[Exercise materials Boundary: Start]
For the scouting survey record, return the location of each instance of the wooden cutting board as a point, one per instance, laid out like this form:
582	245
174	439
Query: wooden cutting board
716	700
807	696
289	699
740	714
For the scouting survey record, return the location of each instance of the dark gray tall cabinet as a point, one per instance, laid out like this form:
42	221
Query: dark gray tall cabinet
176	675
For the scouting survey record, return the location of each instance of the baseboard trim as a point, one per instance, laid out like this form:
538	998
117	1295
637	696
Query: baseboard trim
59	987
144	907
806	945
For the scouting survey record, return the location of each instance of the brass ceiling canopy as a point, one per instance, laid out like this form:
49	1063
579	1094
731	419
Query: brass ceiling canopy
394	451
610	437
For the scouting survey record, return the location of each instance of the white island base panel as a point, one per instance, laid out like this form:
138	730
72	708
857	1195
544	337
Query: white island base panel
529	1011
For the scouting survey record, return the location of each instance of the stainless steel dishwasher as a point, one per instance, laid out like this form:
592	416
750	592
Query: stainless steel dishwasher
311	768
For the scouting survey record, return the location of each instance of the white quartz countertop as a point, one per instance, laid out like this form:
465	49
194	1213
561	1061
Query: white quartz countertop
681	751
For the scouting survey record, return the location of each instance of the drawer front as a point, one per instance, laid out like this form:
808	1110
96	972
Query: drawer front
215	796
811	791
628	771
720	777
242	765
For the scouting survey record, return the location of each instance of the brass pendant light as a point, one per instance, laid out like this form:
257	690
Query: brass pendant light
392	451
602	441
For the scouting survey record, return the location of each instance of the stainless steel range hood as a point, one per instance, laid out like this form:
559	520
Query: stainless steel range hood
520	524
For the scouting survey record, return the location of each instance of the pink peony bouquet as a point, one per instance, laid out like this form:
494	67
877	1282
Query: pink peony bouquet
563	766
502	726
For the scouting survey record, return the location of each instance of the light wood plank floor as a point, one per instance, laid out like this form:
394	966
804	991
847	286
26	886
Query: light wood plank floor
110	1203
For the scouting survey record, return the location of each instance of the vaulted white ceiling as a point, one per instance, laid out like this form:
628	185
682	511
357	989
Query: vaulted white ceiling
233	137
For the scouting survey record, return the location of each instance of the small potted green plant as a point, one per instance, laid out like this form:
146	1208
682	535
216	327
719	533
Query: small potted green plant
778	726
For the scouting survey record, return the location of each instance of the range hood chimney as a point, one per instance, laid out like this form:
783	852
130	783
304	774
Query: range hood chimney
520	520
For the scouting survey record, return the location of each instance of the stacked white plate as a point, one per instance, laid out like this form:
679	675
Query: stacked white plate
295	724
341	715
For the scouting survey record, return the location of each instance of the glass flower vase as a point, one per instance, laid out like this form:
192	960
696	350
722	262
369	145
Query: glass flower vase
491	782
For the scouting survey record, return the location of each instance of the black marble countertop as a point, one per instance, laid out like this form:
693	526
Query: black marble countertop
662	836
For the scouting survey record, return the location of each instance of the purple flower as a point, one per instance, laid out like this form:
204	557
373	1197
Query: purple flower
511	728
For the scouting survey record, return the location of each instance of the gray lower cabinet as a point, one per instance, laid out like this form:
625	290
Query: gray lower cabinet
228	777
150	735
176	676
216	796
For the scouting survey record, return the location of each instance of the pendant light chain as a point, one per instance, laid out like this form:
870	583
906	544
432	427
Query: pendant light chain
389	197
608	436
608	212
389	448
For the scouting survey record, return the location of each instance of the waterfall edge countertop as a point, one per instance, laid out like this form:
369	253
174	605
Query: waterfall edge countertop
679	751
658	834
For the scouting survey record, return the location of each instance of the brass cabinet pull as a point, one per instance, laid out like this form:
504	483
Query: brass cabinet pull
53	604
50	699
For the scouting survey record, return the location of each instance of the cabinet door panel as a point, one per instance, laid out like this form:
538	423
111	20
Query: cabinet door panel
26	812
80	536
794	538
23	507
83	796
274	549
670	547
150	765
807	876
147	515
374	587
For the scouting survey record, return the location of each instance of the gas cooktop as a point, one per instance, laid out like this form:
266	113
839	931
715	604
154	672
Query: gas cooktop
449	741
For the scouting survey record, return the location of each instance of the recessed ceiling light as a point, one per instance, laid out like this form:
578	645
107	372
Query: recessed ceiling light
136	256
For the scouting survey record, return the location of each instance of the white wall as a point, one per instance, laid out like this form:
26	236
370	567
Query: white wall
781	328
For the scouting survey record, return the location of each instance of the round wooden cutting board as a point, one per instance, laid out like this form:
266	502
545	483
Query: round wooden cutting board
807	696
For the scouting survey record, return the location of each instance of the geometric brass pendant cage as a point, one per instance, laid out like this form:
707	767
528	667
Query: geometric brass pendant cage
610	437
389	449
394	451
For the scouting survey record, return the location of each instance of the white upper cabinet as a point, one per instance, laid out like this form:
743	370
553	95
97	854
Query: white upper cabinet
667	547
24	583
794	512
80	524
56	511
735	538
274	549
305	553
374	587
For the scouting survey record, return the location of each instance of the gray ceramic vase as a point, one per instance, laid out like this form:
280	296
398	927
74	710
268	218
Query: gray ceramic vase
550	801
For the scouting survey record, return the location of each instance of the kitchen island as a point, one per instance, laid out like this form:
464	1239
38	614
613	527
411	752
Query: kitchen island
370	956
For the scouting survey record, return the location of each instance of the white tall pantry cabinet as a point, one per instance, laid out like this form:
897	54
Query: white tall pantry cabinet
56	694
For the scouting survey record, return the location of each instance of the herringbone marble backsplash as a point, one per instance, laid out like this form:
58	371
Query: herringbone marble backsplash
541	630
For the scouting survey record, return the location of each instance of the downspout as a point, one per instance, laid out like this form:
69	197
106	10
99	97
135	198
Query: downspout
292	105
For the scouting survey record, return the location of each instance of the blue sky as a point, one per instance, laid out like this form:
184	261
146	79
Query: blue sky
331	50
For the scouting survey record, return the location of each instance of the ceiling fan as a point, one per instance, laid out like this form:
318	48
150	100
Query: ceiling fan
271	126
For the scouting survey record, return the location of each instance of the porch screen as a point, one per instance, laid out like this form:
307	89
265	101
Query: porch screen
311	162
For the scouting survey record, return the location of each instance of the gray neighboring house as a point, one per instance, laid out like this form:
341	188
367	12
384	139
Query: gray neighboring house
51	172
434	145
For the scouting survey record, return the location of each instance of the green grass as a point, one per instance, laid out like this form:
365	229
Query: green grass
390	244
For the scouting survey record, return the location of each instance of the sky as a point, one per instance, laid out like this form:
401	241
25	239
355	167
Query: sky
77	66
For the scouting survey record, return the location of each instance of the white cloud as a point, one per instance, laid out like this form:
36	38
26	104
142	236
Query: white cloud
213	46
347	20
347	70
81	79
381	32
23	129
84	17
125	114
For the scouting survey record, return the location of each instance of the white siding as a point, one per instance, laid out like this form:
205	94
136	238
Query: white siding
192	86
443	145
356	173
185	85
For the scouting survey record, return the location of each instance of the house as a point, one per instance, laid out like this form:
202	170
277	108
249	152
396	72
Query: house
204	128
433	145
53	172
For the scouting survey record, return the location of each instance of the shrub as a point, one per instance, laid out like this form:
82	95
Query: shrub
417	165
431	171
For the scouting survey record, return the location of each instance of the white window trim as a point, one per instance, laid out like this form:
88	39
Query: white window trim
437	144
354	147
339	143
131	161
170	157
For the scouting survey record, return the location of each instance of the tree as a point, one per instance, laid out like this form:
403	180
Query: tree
[Exercise materials Boundary: End]
# Task directions
Please find the lines in the data that contain the word "tree" and copy them.

# Answer below
For the scouting survey record, return the location of each instance of the tree as a point, one per instance, laid out like this form:
Query: tree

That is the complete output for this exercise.